» OBJECTIVE:
Retype the tail of the data exactly, starting at the line containing "Each instance of the person" and stopping at the last line.

Excerpts of pointing data:
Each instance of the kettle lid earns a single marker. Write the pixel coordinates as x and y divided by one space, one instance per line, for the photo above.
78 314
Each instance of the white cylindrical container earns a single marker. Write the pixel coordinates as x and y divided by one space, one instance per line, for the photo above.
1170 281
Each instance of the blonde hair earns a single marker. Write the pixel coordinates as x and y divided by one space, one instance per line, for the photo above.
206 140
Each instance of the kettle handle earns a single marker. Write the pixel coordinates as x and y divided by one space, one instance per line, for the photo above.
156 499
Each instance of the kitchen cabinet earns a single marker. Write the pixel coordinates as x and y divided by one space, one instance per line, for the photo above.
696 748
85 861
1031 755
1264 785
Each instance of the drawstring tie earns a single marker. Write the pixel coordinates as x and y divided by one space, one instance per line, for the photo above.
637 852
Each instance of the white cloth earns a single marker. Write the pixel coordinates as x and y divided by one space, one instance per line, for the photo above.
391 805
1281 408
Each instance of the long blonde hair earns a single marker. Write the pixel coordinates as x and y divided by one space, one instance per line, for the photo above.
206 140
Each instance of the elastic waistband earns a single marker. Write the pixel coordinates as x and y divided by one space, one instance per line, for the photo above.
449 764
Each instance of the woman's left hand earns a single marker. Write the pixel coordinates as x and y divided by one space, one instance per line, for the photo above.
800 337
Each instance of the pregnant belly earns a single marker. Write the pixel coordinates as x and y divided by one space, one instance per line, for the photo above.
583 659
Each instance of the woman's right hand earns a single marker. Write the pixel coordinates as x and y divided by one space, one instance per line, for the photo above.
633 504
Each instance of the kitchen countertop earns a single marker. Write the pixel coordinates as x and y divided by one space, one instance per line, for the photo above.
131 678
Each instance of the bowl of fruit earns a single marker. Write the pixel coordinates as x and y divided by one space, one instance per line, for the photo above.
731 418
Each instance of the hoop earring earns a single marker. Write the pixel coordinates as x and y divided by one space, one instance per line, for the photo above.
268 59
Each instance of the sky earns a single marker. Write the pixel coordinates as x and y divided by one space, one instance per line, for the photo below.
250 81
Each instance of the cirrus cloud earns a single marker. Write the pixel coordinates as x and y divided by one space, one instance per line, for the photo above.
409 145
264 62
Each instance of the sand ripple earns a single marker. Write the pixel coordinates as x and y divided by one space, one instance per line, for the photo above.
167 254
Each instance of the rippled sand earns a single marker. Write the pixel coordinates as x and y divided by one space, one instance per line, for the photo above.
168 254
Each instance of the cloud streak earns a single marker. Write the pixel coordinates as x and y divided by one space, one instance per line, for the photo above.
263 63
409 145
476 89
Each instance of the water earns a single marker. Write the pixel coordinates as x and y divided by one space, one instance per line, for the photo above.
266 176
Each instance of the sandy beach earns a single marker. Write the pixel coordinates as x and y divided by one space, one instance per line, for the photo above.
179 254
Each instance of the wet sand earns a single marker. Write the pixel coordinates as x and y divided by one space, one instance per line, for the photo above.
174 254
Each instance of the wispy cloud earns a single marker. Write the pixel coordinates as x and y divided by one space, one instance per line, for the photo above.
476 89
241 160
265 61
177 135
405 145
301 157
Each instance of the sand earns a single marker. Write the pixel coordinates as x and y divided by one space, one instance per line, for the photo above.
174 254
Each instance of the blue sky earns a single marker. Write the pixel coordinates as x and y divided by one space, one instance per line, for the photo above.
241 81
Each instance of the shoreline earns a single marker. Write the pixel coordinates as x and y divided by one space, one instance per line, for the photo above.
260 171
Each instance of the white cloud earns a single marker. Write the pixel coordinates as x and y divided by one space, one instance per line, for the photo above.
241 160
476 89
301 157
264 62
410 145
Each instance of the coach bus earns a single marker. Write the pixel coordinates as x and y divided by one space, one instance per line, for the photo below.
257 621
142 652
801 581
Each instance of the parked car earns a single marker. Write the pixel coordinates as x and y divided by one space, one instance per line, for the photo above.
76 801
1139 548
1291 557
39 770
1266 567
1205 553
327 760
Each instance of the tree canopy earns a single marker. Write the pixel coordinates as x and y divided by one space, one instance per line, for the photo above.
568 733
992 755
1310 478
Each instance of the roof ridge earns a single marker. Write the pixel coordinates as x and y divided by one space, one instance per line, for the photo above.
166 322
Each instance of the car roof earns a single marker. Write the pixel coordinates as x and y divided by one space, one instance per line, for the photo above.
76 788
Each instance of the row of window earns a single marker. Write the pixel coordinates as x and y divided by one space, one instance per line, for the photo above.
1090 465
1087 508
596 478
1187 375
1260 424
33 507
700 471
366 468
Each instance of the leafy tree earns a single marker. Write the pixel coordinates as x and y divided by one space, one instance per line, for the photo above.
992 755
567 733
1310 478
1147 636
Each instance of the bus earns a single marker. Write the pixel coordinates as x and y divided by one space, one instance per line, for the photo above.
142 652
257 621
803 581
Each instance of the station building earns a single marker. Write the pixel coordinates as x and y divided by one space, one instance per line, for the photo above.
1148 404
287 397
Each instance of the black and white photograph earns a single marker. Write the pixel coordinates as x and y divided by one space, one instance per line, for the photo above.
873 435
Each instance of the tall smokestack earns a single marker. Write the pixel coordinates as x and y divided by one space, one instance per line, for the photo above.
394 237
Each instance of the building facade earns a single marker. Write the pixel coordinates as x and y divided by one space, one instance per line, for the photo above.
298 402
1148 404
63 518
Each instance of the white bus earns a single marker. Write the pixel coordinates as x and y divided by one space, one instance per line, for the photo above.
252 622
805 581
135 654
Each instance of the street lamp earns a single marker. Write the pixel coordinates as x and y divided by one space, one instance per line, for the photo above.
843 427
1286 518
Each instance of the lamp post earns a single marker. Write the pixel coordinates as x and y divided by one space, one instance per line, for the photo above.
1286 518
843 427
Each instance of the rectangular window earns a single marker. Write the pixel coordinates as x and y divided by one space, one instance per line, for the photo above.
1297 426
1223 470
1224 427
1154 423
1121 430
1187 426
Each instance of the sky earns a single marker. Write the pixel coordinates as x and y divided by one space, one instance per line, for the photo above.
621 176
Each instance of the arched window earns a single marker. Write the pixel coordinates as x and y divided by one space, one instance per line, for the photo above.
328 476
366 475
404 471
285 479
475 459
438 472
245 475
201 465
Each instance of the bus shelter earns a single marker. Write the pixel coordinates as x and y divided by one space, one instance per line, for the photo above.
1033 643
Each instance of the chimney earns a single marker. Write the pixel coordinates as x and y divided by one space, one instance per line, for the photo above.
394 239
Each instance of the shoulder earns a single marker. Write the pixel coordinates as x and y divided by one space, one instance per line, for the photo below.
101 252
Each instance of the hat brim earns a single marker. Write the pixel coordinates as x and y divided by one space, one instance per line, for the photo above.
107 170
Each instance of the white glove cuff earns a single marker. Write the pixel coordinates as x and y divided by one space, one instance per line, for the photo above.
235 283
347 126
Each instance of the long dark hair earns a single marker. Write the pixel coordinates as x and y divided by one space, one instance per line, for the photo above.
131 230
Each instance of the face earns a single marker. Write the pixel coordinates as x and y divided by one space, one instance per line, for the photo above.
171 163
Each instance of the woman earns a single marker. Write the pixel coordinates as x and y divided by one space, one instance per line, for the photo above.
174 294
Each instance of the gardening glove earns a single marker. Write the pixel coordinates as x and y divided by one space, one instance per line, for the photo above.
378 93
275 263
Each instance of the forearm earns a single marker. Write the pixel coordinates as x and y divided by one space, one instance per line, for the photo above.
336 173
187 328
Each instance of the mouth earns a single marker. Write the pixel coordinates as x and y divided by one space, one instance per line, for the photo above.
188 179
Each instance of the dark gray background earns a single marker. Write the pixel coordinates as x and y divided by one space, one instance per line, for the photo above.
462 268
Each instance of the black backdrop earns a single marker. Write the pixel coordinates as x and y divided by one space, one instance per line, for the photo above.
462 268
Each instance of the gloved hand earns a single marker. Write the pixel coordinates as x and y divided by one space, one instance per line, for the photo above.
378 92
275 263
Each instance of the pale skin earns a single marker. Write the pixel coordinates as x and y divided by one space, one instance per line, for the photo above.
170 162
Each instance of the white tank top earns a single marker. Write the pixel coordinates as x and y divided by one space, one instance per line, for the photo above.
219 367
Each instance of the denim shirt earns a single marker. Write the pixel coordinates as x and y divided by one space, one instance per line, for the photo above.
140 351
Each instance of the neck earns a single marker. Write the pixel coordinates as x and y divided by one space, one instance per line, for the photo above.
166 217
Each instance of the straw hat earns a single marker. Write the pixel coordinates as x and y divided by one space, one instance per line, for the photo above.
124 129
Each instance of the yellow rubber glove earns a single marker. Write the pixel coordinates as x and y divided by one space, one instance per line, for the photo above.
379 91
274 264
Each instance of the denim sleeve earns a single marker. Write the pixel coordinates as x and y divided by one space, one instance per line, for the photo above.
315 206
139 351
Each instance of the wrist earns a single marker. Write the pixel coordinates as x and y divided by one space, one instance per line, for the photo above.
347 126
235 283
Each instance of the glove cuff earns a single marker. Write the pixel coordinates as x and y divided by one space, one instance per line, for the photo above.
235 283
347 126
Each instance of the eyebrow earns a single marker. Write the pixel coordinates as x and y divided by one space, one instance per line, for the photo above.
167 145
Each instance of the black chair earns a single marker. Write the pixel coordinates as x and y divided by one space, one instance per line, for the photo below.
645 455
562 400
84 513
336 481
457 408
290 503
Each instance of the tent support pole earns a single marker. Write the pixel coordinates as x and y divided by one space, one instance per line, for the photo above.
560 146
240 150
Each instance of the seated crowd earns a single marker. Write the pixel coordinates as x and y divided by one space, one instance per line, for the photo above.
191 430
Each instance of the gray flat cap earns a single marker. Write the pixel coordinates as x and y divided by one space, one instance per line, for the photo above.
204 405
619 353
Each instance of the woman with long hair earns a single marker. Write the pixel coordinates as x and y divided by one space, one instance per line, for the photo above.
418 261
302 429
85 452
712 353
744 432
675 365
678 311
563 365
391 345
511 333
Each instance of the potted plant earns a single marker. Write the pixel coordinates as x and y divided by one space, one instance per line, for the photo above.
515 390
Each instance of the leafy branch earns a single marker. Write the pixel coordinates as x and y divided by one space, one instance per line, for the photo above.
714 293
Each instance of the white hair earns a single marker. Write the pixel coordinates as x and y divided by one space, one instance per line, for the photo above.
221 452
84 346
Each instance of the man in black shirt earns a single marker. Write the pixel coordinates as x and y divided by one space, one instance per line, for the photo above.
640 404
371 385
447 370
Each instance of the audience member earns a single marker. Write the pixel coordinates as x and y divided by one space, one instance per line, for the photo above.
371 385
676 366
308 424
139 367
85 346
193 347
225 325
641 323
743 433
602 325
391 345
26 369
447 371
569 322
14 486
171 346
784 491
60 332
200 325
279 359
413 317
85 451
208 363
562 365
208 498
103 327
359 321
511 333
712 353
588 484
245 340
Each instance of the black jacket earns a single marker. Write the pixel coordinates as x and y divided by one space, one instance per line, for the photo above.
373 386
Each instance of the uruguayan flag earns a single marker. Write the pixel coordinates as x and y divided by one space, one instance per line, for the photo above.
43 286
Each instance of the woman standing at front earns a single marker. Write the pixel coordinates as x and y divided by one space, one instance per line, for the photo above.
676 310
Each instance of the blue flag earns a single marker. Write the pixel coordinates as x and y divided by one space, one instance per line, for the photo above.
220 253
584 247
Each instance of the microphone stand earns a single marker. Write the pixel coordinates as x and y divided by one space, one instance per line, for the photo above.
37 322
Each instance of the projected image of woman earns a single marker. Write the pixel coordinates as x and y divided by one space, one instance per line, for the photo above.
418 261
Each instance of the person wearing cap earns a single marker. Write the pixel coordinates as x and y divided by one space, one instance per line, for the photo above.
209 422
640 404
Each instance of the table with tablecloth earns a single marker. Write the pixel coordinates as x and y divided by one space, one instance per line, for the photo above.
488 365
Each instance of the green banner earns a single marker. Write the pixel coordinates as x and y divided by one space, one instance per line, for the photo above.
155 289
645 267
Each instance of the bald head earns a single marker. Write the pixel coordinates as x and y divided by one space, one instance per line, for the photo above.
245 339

» THE COMPLETED TASK:
Each instance of the person wearing cap earns a single marker. Write the pixel coordinates as x and y divided by one space, one instance per line, for the photo above.
209 422
640 404
Each instance of the table with tablecloth earns a single marker. Write the pixel coordinates as x and y divided by one space, one instance per line, for the photo above.
488 365
Each instance of the green banner earns a single marker. Write the pixel coordinates as x and y divided by one space, one instance per line, for the photo above.
155 289
645 267
Each instance of the bald head earns a single marker. Write the pixel coordinates as x and y divided by one space, one instance per line, for the photo above.
245 339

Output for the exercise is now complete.